Say how many lines of the listing below hold the word "uniformed". Give only that number.

• • • • •

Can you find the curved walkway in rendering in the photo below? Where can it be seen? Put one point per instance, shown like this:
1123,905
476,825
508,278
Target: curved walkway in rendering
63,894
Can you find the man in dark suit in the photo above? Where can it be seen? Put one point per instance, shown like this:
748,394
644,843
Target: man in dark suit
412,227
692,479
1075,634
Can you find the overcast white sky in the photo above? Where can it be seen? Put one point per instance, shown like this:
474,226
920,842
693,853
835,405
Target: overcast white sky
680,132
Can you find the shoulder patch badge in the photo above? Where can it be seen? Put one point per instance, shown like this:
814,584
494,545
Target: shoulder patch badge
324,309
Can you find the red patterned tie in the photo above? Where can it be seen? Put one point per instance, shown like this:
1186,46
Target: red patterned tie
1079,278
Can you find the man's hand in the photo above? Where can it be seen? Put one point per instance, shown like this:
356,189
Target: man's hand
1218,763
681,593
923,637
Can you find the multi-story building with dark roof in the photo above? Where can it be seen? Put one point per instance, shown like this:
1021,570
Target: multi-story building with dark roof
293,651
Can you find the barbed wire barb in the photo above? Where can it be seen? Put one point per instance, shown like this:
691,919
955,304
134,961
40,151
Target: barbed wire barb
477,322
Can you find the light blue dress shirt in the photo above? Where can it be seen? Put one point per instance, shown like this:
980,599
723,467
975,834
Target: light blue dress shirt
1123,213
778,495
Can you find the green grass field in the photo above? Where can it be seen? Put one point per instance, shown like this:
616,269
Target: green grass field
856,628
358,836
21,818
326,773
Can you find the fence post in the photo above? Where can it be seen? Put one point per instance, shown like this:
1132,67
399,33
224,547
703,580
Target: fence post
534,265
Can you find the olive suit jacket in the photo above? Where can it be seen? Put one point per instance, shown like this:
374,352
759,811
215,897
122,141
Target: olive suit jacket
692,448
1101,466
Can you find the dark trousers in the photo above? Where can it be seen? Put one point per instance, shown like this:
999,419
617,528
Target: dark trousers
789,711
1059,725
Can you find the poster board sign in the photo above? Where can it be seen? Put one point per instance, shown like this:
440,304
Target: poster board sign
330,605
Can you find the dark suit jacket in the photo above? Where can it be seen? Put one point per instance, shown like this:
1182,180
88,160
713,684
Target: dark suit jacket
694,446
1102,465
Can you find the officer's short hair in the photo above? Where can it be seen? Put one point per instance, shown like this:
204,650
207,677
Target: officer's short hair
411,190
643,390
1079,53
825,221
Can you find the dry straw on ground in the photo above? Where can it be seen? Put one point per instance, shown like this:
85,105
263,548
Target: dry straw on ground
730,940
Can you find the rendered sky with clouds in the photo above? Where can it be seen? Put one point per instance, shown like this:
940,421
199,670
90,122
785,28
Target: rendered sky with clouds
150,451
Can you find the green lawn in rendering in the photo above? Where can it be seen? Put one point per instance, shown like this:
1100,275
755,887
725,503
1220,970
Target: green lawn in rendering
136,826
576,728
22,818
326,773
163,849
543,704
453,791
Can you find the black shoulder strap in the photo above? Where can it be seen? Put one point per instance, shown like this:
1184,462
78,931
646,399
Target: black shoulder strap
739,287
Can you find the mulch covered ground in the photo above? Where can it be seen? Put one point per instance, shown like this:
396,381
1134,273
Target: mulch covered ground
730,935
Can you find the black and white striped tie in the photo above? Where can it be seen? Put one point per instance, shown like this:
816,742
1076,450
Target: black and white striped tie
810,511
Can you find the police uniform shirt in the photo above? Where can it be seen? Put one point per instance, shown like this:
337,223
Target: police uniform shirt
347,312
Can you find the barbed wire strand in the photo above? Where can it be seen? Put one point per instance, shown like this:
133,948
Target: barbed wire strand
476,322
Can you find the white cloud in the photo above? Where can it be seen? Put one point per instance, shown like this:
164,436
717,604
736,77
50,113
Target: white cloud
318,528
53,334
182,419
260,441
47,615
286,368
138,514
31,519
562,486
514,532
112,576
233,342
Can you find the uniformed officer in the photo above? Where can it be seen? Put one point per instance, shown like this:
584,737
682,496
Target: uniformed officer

• • • • •

● **OUTPUT BELOW**
2